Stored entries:

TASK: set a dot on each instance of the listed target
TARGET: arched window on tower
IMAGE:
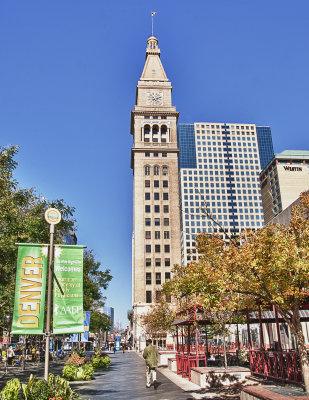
(164, 138)
(155, 133)
(164, 170)
(146, 133)
(147, 170)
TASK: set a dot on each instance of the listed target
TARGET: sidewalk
(126, 379)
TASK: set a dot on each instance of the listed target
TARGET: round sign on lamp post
(52, 216)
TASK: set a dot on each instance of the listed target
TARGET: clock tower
(156, 216)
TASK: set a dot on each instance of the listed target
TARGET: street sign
(52, 216)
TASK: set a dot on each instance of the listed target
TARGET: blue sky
(68, 74)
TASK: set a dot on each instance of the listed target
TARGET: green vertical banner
(30, 289)
(68, 316)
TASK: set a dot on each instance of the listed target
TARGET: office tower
(154, 160)
(282, 181)
(265, 142)
(219, 166)
(109, 311)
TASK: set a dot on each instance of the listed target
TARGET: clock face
(154, 98)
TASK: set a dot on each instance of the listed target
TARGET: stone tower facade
(156, 243)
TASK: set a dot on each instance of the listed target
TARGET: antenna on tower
(153, 13)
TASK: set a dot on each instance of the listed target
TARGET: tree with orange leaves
(271, 267)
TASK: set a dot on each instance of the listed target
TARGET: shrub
(76, 360)
(57, 388)
(88, 372)
(106, 362)
(100, 362)
(11, 390)
(40, 390)
(96, 362)
(69, 371)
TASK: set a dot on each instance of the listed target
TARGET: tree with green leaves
(159, 318)
(22, 221)
(99, 322)
(95, 279)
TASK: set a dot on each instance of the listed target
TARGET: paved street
(125, 379)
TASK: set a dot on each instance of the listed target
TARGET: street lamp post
(53, 217)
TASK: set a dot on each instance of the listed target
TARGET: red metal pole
(283, 371)
(183, 348)
(261, 330)
(248, 330)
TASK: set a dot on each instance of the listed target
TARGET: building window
(167, 276)
(166, 234)
(166, 222)
(148, 278)
(158, 278)
(157, 248)
(158, 295)
(148, 296)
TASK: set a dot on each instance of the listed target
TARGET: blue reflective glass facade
(266, 148)
(186, 143)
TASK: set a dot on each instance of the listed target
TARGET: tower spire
(153, 13)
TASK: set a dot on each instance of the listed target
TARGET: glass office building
(219, 166)
(265, 141)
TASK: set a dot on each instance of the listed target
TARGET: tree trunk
(224, 352)
(302, 351)
(296, 328)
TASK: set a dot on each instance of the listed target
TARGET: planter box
(172, 364)
(164, 355)
(261, 393)
(216, 377)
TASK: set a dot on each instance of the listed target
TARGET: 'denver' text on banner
(68, 316)
(29, 305)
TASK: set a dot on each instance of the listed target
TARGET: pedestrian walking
(150, 355)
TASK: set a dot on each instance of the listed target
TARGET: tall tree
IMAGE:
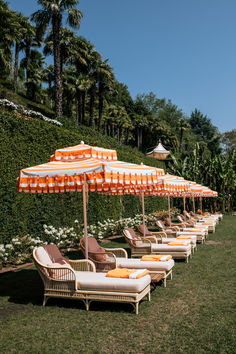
(52, 12)
(8, 30)
(205, 131)
(182, 125)
(105, 79)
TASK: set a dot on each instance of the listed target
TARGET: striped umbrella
(103, 175)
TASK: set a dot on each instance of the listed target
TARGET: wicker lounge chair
(118, 258)
(69, 279)
(209, 221)
(142, 246)
(162, 237)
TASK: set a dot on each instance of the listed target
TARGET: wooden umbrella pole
(85, 218)
(194, 205)
(144, 228)
(169, 207)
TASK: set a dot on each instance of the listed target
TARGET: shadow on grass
(22, 287)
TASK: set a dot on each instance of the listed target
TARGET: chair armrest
(151, 238)
(82, 265)
(118, 252)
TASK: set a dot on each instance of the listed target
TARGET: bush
(25, 143)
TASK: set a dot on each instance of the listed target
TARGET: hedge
(25, 143)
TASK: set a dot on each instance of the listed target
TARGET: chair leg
(136, 308)
(45, 299)
(164, 282)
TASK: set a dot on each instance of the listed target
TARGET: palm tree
(36, 74)
(105, 80)
(52, 11)
(49, 78)
(23, 39)
(8, 30)
(182, 125)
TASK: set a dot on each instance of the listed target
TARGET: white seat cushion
(150, 265)
(99, 281)
(168, 249)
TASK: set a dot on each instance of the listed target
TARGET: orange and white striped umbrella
(83, 151)
(100, 175)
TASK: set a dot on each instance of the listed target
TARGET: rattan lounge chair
(69, 279)
(199, 231)
(205, 221)
(111, 258)
(162, 237)
(142, 246)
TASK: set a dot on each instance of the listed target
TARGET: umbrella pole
(194, 205)
(85, 218)
(169, 208)
(144, 228)
(184, 200)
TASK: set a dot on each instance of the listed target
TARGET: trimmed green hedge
(25, 143)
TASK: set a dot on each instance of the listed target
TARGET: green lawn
(194, 314)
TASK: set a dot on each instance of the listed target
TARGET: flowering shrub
(20, 248)
(64, 237)
(29, 113)
(161, 215)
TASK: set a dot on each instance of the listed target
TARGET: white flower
(9, 246)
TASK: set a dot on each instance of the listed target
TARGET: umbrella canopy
(83, 151)
(99, 174)
(55, 177)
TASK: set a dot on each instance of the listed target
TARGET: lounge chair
(198, 230)
(111, 258)
(69, 279)
(205, 221)
(142, 246)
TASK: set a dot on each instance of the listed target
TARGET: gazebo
(159, 152)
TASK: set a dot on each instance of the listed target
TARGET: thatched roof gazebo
(159, 152)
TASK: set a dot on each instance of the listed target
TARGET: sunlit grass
(194, 314)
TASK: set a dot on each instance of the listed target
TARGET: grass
(194, 314)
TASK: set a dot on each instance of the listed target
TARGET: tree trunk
(69, 105)
(56, 27)
(138, 142)
(17, 50)
(78, 107)
(27, 55)
(181, 140)
(100, 106)
(83, 94)
(91, 105)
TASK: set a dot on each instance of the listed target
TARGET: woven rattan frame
(145, 247)
(68, 289)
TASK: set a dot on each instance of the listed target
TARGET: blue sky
(183, 50)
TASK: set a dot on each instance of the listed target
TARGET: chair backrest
(168, 221)
(180, 218)
(95, 251)
(187, 214)
(131, 234)
(160, 224)
(144, 230)
(49, 254)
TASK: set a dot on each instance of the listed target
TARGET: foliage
(11, 106)
(25, 143)
(173, 322)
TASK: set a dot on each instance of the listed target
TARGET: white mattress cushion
(171, 239)
(99, 281)
(168, 249)
(150, 265)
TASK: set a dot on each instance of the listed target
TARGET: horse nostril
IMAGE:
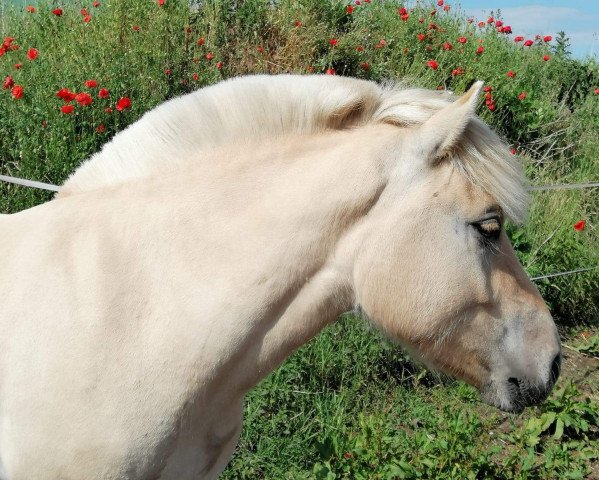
(555, 368)
(514, 383)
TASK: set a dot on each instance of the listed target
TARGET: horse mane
(261, 107)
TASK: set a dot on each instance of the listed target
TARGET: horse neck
(290, 218)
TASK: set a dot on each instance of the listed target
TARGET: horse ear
(440, 133)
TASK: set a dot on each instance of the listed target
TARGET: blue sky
(578, 18)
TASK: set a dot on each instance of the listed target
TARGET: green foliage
(347, 392)
(129, 46)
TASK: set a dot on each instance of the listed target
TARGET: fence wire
(538, 188)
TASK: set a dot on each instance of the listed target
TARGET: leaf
(559, 429)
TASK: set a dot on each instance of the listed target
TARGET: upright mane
(254, 108)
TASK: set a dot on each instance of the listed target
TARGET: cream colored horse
(192, 255)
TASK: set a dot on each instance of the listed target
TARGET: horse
(205, 243)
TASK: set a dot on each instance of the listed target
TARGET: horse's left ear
(440, 133)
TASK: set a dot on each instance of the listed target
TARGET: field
(349, 404)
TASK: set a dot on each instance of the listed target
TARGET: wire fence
(537, 188)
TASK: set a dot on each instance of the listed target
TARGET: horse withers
(202, 245)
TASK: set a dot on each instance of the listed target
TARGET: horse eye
(490, 228)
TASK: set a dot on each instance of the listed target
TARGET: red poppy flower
(17, 91)
(433, 64)
(8, 82)
(66, 95)
(83, 99)
(580, 225)
(123, 103)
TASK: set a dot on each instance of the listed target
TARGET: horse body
(100, 334)
(136, 315)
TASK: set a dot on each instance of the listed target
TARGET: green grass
(348, 391)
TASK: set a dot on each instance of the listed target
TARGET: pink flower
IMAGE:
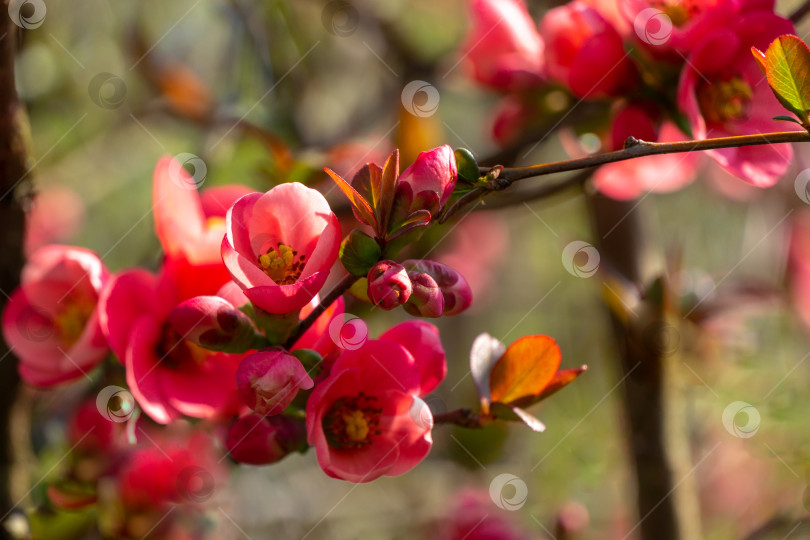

■ **TASK TO CARRY OUT**:
An exact copy of all the records, free of pictures, is the expected answer.

■ **YOUR RESPONSE**:
TASK: set a dot on each instance of the listed target
TARGET: arched window on tower
IMAGE:
(164, 138)
(155, 133)
(164, 170)
(146, 133)
(147, 170)
TASK: set a dot on each instance of the listed target
TARGET: sidewalk
(126, 379)
TASK: set a dot on each instance of the listed target
TARGET: round sign on lamp post
(52, 216)
TASK: set a dot on each instance of the listed target
TARGET: clock tower
(156, 216)
TASK: set a dot on each instance of the listed target
TARGET: street sign
(52, 216)
TASK: set a dot on each instance of the listed target
TARGET: blue sky
(68, 74)
TASK: set a dot on each instance of the listed target
TARGET: green vertical banner
(30, 289)
(68, 316)
TASK: set a dot on each instance of the listed target
TARGET: office tower
(154, 160)
(282, 181)
(265, 142)
(219, 166)
(109, 311)
TASK: set a dot on each instance of the listed target
TARGET: clock face
(154, 98)
TASK: set a dot on each instance of the listed target
TARGET: stone tower facade
(156, 243)
TASK: set a dot on each instance of the listed target
TARGET: antenna on tower
(153, 13)
TASK: set a dot on each instance of the listed target
TARGET: tree with orange leaves
(271, 267)
TASK: set a dot on each instance of the listed target
TARGET: shrub
(76, 360)
(57, 388)
(88, 372)
(106, 362)
(100, 362)
(11, 390)
(40, 390)
(96, 362)
(69, 371)
TASK: set a dot on each instance of the listed target
TARGET: tree with green leaves
(159, 318)
(22, 221)
(99, 322)
(95, 279)
TASK: set a dot on each instance of the listed target
TARGET: paved street
(125, 379)
TASK: set a dot on each instance of the listed target
TARGET: street lamp post
(53, 217)
TASK: set a dot on each instance of the listed target
TARGET: red metal pole
(283, 371)
(183, 348)
(261, 330)
(248, 330)
TASK: set a dot on each instance of the listed target
TARGET: building window
(167, 276)
(166, 234)
(166, 222)
(148, 278)
(158, 278)
(157, 248)
(158, 295)
(148, 296)
TASK: set a dot on each instance of the listed target
TARGET: blue reflective glass facade
(266, 148)
(186, 143)
TASK: set a dot on each instance of the listed target
TARGET: tower spire
(153, 13)
TASK: set a dot on each instance of the listed target
TARGET: glass office building
(219, 166)
(265, 141)
TASK: set a dot on each instance of the listed target
TARGET: tree trunk
(224, 352)
(302, 351)
(296, 328)
TASK: set a dot on each instance of the listed target
TARGET: planter box
(172, 364)
(164, 355)
(261, 393)
(216, 377)
TASK: set a dot on each instance of the listed target
TARGET: 'denver' text on banner
(68, 316)
(29, 305)
TASK: set a dot on each instance of the listed target
TARGET: pedestrian walking
(150, 355)
TASK: set a dot on each instance of the listed target
TARGET: tall tree
IMAGE:
(52, 12)
(8, 30)
(205, 131)
(182, 125)
(105, 79)
TASK: set a dot on each instance of the listed target
TARGET: striped umbrella
(103, 175)
TASK: set a dot on each instance of the listed target
TARGET: wicker lounge chair
(118, 258)
(69, 279)
(209, 221)
(142, 246)
(162, 237)
TASK: set a dot on each instance of the listed target
TARGET: wooden umbrella pole
(85, 218)
(194, 205)
(144, 228)
(169, 207)
TASK: set a dot on each instance of the listed target
TARGET: shadow on grass
(22, 287)
TASK: set a dot on each instance of the listed target
TARGET: chair armrest
(151, 238)
(82, 265)
(118, 252)
TASK: set a dot on each instance of the listed target
TARGET: bush
(25, 143)
TASK: set a dot on each instance of the listed target
TARGET: hedge
(25, 143)
TASK: set a dot on each instance of the listed target
TARGET: chair leg
(136, 308)
(45, 299)
(164, 282)
TASK: set a dot on each instance of the listed target
TARGET: palm tree
(36, 74)
(105, 80)
(52, 11)
(49, 78)
(23, 39)
(8, 30)
(182, 125)
TASK: set a dot on each instance of the listed target
TARGET: white seat cushion
(150, 265)
(99, 281)
(168, 249)
TASK: set a dot on each instance of the listed target
TARGET: orange and white striped umbrella
(83, 151)
(100, 175)
TASK: set a dot on each instance of the listed target
TARGET: rattan lounge chair
(69, 279)
(199, 231)
(205, 221)
(111, 258)
(162, 237)
(142, 246)
TASK: set a dot on each instance of the listed target
TARGET: umbrella pole
(194, 205)
(85, 218)
(169, 208)
(144, 228)
(184, 200)
TASK: set a dot on each instance of the listed target
TARGET: trimmed green hedge
(25, 143)
TASK: set a dot on each instance of the listed target
TARGET: green lawn
(194, 314)
TASK: set a dot on each instance of the listed target
TARGET: flowering shrub
(20, 248)
(64, 237)
(29, 113)
(161, 215)
TASK: set a dot on each instance of the listed target
TARGET: white flower
(9, 246)
TASK: set a dot on each instance of the listed target
TARGET: umbrella canopy
(83, 151)
(99, 174)
(55, 177)
TASK: set a dot on each instance of the listed target
TARGET: lounge chair
(198, 230)
(111, 258)
(69, 279)
(205, 221)
(142, 246)
TASK: set a dot on each instance of the listed target
TARGET: gazebo
(159, 152)
TASK: set a dot on each instance of the listed target
TARGET: thatched roof gazebo
(159, 152)
TASK: set a dot on each instance of the listed target
TARGET: sunlit grass
(194, 314)
TASK: set a dot on each instance of the listed target
TARGET: grass
(194, 314)
TASK: set a dot on each instance of the listed target
TARGET: tree trunk
(69, 105)
(56, 27)
(138, 142)
(17, 50)
(78, 107)
(27, 55)
(181, 140)
(100, 106)
(83, 94)
(91, 105)
TASK: set a dot on each instance of the listed target
TARGET: woven rattan frame
(145, 247)
(68, 289)
TASK: set a dot on each instance of the listed target
TARGET: blue sky
(183, 50)
TASK: set a dot on each instance of the listed target
TARGET: chair backrest
(168, 221)
(180, 218)
(95, 251)
(187, 214)
(131, 234)
(160, 224)
(144, 230)
(49, 254)
TASK: set a dot on each instance of the listed target
TARGET: foliage
(11, 106)
(25, 143)
(173, 322)
TASK: set a dot on each instance of the listed target
TARGET: white mattress cushion
(171, 239)
(99, 281)
(168, 249)
(150, 265)
TASK: set a dot on each instance of the listed target
TARGET: horse nostril
IMAGE:
(555, 368)
(514, 383)
TASK: set a dot on each instance of the listed target
TARGET: horse mane
(261, 107)
TASK: set a dot on each instance of the listed target
TARGET: horse neck
(290, 218)
TASK: set a dot on each instance of the listed target
TARGET: horse ear
(440, 133)
TASK: set a dot on each instance of the listed target
TARGET: blue sky
(578, 18)
TASK: set a dot on each instance of the listed target
TARGET: green foliage
(347, 392)
(129, 46)
TASK: set a dot on each instance of the listed target
TARGET: fence wire
(538, 188)
TASK: set a dot on each instance of the listed target
TARGET: leaf
(559, 429)
TASK: set a dot on each instance of the listed target
TARGET: upright mane
(254, 108)
TASK: set a dot on each instance of the listed target
TARGET: cream colored horse
(192, 255)
TASK: set a dot on each instance of the listed target
TARGET: horse
(205, 243)
TASK: set a dot on each instance of the listed target
TARGET: horse's left ear
(440, 133)
TASK: set a dot on each instance of the listed target
TARGET: field
(349, 404)
TASK: set a dot on each instance of the listed target
TARGET: wire fence
(537, 188)
TASK: set a dot on each instance of the listed target
TARGET: horse withers
(202, 245)
TASK: set a dot on each instance of the listed target
TARGET: horse eye
(490, 228)
TASK: set a dot on each instance of the listed target
TARGET: red poppy flower
(17, 91)
(433, 64)
(8, 82)
(66, 95)
(83, 99)
(580, 225)
(123, 103)
TASK: set a dot on each instance of the listed target
TARGET: horse body
(100, 334)
(136, 315)
TASK: set a dot on each instance of the listed target
TARGET: green grass
(348, 391)
TASK: set a dot on each instance of the listed target
TARGET: pink flower
IMAGE:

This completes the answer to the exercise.